- Directed by: Kashinath
- Written by: Kashinath
- Produced by: G Sathyanarayana; G Kashinath; G Datthathreya; G Doddayya; G Umapathi;
- Starring: Kashinath; Abhinaya; Umashree;
- Cinematography: K. Sundarnath Suvarna
- Edited by: A. Subramanyam
- Music by: L. Vaidyanathan
- Production company: Sri Gayatri Productions
- Release date: 1984;
- Running time: 150 minutes
- Country: India
- Language: Kannada

= Anubhava =

Anubhava is a 1984 Indian Kannada-language drama film starring Kashinath, Abhinaya and Umashree. Actresses Abhinaya and Umashree made their debut with this film. The film is directed, co-produced and written by Kashinath and produced under Sri Gayatri Productions banner. It was remade in Hindi twice - first in 1986 as Anubhav starring Shekhar Suman, Richa Sharma and Padmini Kolhapure directed by Kashinath himself and second as Chadti Jawaani. The film was dubbed in Malayalam as Aadhyate Anubhavam and in Telugu as Anubhavam. Sunil Kumar Desai worked as an assistant to Kashinath on this movie.

■ Required work ■
Using the article on the film Anubhava above, answer each question briefly.
(a) Who edited the film?
(b) In what year was the first Hindi remake released?
(c) What title was the film given when it was dubbed in Telugu?

■ Listed records ■
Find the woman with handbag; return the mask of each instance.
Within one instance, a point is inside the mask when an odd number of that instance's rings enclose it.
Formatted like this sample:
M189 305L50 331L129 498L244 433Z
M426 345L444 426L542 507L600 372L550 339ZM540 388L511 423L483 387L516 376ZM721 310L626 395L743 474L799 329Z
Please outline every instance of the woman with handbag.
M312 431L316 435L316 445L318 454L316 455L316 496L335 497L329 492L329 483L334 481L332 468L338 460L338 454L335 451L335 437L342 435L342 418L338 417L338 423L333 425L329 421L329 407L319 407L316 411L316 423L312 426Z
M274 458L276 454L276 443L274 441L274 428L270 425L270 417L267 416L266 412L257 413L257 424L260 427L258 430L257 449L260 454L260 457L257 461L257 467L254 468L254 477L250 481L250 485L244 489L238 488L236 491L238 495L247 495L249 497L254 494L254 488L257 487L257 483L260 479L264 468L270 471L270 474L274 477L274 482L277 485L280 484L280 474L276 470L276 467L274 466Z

■ Task output ■
(a) A. Subramanyam
(b) 1986
(c) Anubhavam